--- SELECTION ---
The raspberry is running RuneAudio build and I can use MPDroid on my cell or any computer/tablet connected to the same router to remote control it. It is feeding a Topping D30 ($99) through an (async) USB connection.
I'm very very happy with the SQ.
I also tried a beaten up old Laptop with JRiver and foobar but I had issues with drivers as that thing would not take win10 and the Vista drivers were giving me hell...
My solution is cheap enough for anybody to try (people spend more on interconnects..). I'm dying to try a high pricetag DAC to see how it would improve the SQ but can't make myself spend a grand on that only to find out I can't hear any difference...
cpt_paranoia
Addicted Member
Unless you are using the analogue output from a device, the digital processing will have little bearing on the sound, provided there is adequate processing and memory to ensure an uninterrupted stream of data. RAM speed and latency can only have an effect on processing speed, nothing else.
If you are using a USB or coax S/PDIF interface to a DAC, there is a small possibility that conducted noise might get into the DAC audio, but a well-designed DAC should provide effective isolation of the input.

Dataset records:
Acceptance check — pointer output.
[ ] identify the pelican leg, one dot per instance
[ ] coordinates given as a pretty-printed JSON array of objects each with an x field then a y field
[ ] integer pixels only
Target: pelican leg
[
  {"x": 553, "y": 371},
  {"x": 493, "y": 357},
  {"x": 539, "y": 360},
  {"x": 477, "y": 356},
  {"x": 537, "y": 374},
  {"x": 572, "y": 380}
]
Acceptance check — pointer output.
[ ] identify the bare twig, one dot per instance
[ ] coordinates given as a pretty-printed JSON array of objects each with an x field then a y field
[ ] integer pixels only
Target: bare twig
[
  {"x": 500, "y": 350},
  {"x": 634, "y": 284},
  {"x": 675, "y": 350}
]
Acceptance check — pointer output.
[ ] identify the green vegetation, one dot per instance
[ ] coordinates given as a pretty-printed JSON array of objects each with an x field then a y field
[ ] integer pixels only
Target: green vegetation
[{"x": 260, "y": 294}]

--- TASK GOAL ---
List every piece of software named in the forum thread, including operating systems.

--- FINAL RESULT ---
- RuneAudio
- MPDroid
- JRiver
- foobar
- win10
- Vista